### Extracted information

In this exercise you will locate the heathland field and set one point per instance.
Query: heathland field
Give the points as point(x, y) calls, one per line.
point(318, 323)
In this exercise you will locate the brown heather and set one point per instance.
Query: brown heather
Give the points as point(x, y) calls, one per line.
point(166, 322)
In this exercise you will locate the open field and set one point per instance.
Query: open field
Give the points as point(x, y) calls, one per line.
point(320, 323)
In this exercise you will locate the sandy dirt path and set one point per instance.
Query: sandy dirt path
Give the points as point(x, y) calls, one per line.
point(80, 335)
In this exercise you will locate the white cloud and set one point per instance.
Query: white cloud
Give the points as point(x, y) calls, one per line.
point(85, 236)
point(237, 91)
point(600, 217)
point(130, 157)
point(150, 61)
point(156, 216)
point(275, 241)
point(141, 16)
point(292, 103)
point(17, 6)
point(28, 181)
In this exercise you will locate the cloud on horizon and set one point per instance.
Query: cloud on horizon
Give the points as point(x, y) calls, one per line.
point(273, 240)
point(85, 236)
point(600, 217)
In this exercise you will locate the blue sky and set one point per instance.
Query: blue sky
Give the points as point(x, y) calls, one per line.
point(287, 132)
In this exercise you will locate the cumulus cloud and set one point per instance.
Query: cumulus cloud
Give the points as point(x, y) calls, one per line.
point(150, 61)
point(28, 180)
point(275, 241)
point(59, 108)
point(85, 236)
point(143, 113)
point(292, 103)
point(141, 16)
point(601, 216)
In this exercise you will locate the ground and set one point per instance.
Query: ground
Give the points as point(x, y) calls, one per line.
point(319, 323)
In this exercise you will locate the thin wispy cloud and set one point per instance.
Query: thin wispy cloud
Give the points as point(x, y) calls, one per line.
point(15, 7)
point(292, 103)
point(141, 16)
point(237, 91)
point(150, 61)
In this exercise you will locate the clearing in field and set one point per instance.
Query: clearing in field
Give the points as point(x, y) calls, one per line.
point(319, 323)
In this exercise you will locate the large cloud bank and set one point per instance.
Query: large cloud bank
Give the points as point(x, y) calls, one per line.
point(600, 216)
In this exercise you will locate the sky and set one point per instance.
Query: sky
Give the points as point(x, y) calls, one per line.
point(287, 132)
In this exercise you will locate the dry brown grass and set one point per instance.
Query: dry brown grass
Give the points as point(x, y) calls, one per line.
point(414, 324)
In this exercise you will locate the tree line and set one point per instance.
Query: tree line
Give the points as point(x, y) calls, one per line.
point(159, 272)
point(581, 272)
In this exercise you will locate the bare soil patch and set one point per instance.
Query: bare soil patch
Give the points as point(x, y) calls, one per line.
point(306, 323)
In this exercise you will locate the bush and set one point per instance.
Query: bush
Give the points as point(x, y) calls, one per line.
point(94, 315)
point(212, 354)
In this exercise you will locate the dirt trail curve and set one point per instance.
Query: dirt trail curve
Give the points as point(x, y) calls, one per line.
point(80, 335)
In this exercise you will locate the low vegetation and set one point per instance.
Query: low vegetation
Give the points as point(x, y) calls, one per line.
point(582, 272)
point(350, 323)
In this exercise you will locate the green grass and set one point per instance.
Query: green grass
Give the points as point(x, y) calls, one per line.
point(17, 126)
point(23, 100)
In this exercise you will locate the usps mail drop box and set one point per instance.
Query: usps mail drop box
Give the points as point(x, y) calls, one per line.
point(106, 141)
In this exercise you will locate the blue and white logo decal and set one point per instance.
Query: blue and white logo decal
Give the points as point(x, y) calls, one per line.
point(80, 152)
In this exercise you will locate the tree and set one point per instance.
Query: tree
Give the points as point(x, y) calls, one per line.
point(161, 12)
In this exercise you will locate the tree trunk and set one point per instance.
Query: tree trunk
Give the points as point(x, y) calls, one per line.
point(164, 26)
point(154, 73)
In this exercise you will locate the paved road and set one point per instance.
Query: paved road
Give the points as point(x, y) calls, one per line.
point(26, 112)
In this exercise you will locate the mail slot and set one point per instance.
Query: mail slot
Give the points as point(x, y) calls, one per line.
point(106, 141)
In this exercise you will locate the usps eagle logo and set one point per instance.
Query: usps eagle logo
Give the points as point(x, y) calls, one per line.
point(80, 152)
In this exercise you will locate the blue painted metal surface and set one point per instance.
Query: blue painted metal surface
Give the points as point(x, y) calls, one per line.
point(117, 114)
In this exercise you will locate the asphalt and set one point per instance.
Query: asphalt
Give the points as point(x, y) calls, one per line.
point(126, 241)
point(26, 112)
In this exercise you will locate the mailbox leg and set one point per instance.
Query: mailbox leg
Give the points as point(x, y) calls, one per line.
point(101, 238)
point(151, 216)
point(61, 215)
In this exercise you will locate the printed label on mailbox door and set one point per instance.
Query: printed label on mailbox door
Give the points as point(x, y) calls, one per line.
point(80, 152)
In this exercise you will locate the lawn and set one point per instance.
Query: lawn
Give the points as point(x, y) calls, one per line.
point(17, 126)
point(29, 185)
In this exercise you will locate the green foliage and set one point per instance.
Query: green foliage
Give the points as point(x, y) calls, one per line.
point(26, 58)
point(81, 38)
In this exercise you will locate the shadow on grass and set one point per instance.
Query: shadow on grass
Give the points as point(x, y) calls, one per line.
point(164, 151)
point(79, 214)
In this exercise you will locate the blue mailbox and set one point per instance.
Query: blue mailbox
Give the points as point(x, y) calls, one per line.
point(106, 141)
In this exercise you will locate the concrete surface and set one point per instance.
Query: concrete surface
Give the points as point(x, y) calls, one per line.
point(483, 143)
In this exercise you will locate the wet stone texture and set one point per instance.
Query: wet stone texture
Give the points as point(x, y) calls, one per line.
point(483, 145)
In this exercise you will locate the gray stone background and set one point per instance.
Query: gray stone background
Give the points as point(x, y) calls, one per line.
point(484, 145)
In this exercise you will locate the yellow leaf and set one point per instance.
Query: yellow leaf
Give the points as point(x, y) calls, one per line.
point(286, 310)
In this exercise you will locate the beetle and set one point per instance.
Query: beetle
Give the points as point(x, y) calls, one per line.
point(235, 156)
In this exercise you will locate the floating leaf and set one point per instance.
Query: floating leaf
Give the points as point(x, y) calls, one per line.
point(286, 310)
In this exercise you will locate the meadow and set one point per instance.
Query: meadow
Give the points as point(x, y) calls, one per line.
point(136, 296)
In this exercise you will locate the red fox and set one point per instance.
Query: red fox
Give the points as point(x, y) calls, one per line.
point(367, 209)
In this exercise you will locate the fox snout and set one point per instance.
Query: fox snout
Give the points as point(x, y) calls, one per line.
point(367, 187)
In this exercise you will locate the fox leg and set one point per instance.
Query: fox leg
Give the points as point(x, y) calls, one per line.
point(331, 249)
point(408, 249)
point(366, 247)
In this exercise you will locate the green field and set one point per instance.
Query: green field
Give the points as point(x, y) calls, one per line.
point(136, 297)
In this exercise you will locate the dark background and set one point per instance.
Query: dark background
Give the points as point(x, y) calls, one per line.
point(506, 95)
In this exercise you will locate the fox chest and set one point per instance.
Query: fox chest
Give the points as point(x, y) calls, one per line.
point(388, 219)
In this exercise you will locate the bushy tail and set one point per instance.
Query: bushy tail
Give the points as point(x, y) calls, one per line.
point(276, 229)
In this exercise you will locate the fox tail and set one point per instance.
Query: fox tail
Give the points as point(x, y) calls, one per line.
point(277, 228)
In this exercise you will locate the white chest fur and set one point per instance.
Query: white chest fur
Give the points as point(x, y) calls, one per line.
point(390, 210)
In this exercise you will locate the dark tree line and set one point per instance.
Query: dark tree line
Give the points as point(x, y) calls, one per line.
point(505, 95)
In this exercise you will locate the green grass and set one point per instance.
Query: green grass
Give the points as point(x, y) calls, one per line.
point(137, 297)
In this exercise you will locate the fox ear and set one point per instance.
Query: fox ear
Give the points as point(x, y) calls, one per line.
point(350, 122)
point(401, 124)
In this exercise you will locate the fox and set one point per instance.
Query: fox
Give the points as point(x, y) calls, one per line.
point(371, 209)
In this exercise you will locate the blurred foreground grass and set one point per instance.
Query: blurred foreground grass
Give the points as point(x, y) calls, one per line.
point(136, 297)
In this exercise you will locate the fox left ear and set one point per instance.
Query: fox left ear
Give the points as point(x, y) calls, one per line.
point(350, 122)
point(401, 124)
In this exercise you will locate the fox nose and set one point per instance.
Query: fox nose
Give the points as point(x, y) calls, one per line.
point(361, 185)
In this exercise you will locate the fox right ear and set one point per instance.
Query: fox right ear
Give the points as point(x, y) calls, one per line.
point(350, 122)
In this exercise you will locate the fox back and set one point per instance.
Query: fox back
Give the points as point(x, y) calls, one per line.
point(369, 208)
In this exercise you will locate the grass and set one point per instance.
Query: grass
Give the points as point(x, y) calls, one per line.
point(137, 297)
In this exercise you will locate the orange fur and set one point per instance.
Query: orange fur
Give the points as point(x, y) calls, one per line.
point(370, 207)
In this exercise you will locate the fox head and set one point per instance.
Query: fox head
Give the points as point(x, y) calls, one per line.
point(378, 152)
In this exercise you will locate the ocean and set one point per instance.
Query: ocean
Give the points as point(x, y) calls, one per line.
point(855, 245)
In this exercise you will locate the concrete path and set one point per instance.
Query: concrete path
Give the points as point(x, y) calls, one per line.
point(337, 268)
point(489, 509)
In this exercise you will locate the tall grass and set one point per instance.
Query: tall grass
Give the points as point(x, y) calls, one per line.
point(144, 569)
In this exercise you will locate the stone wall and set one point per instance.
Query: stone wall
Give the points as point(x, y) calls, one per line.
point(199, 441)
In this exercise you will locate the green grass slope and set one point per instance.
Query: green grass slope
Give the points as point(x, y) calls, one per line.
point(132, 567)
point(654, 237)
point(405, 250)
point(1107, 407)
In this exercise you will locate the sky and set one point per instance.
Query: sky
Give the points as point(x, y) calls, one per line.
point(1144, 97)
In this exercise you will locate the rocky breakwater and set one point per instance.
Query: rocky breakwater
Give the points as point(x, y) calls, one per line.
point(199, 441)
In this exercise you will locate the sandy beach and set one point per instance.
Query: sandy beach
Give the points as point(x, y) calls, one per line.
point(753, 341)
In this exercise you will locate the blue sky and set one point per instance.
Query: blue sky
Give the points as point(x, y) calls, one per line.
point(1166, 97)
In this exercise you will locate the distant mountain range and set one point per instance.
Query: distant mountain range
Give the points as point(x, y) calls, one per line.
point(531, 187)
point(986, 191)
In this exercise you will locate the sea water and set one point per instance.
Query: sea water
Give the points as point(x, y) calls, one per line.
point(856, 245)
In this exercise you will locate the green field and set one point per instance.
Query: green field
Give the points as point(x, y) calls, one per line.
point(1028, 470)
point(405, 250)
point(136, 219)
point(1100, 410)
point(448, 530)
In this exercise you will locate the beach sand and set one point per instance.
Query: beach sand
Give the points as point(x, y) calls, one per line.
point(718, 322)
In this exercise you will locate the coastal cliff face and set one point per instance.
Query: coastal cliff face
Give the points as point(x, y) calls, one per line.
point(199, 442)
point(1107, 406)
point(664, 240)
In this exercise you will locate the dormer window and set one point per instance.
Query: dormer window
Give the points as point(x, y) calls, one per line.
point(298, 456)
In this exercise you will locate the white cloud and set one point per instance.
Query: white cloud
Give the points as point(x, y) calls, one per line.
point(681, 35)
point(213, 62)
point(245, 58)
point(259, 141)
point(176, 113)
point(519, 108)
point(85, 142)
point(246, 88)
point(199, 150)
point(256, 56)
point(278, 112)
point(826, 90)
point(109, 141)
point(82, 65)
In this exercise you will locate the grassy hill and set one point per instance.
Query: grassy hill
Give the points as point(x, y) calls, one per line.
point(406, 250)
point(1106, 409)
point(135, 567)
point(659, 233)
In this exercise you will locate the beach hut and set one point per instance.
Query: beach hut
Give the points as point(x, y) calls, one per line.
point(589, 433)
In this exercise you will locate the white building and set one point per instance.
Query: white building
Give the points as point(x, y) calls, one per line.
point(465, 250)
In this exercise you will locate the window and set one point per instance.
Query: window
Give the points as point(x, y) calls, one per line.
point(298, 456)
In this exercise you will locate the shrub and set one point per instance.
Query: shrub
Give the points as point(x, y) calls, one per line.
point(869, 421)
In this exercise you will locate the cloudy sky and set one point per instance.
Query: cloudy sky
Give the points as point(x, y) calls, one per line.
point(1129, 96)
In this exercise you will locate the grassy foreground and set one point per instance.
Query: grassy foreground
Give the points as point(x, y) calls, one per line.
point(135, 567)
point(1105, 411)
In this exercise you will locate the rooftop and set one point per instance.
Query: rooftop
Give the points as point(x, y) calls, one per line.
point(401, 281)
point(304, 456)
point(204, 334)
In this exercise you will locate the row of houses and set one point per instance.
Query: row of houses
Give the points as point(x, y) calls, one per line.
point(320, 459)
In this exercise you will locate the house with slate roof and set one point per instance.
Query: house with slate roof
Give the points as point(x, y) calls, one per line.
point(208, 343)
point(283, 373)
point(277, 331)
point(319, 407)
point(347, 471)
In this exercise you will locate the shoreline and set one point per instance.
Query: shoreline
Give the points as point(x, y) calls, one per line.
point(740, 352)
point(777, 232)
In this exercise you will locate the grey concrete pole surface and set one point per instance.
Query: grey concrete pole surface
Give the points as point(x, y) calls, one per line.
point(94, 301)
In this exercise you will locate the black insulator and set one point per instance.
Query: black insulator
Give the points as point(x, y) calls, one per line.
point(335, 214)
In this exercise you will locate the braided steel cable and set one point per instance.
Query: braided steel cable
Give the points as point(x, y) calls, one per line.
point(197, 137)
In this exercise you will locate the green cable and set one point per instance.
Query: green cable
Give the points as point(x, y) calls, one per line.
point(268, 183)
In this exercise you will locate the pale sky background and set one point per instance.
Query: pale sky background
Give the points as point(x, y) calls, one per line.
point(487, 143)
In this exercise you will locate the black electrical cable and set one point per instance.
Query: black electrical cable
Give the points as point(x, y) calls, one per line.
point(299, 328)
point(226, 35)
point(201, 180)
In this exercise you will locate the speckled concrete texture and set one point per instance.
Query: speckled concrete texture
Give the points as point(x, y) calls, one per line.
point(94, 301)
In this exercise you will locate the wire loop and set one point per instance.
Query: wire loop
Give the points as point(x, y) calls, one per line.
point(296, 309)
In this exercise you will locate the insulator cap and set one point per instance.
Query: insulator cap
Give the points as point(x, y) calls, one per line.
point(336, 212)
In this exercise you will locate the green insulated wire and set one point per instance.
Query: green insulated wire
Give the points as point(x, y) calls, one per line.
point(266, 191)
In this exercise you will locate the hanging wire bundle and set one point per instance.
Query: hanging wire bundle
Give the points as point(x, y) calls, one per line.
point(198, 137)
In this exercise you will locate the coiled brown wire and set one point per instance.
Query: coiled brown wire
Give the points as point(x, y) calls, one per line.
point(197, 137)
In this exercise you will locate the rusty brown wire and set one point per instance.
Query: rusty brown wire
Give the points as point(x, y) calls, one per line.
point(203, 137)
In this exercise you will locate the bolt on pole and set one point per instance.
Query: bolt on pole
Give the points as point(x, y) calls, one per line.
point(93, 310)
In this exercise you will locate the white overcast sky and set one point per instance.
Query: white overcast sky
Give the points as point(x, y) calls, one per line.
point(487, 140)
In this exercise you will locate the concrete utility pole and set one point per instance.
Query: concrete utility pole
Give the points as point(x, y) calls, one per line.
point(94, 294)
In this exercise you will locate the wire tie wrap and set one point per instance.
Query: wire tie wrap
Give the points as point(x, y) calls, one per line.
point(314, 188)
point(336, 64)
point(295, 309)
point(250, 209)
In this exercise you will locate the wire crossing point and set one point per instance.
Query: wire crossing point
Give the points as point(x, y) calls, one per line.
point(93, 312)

### Goal
Move every point in the part of the entries that opens with the line containing "In this exercise you will locate the cloudy" and closes with the line containing "point(201, 180)" by adding 128 to each of its x and y coordinates. Write that whole part out again, request lines included, changing only the coordinates in the answers.

### Solution to the exercise
In this exercise you will locate the cloudy sky and set one point per instance.
Query: cloudy sky
Give the points as point(x, y) calls, one per line.
point(1257, 224)
In this exercise you will locate the grassy foreground and set one point per instance.
Query: grassy foreground
Give the points as point(x, y) calls, one per line.
point(263, 695)
point(1233, 539)
In this exercise you will locate the rooftop and set one point per instance.
Query: rooftop
Give the points as point(x, y) calls, one per line.
point(529, 409)
point(432, 584)
point(332, 462)
In this exercise you will locate the row of houses and set one point per instance.
Query: row of houses
Give the points as point(x, y) calls, one per line.
point(448, 587)
In this exercise you will locate the house with slate roof and set one point per instance.
Query: house with slate roof
Give the points as point(x, y) calls, one per line.
point(336, 471)
point(411, 501)
point(405, 459)
point(447, 535)
point(475, 599)
In this exercise you will locate the shoreline and set one point per instance.
Query: shoreline
Give the points as point(x, y) calls, one per line.
point(868, 480)
point(905, 360)
In this exercise you will locate the grey concrete pole surface and set one point per instance.
Query: grey concrete pole surface
Give the points as point(x, y) calls, one per line.
point(222, 429)
In this exercise you will locate the black insulator and set one point per instance.
Query: black insulator
Give the points as point(x, y) calls, one per line.
point(463, 342)
In this exercise you will locate the braided steel cable and set one point per instance.
Query: braided steel cable
Give the points as point(x, y) calls, one per line.
point(325, 265)
In this exercise you will locate the green cable and set one point per instance.
Query: green cable
Give the points as point(x, y) calls, one per line.
point(396, 311)
In this exercise you will locate the pale sky background and set one point per instance.
Query: pale sky background
Give the points as point(x, y) calls, one per line.
point(615, 271)
In this exercise you will locate the black electrical cable and set one point per instance.
Query: black electrical cable
Give the points as point(x, y) calls, one per line.
point(427, 456)
point(354, 163)
point(329, 308)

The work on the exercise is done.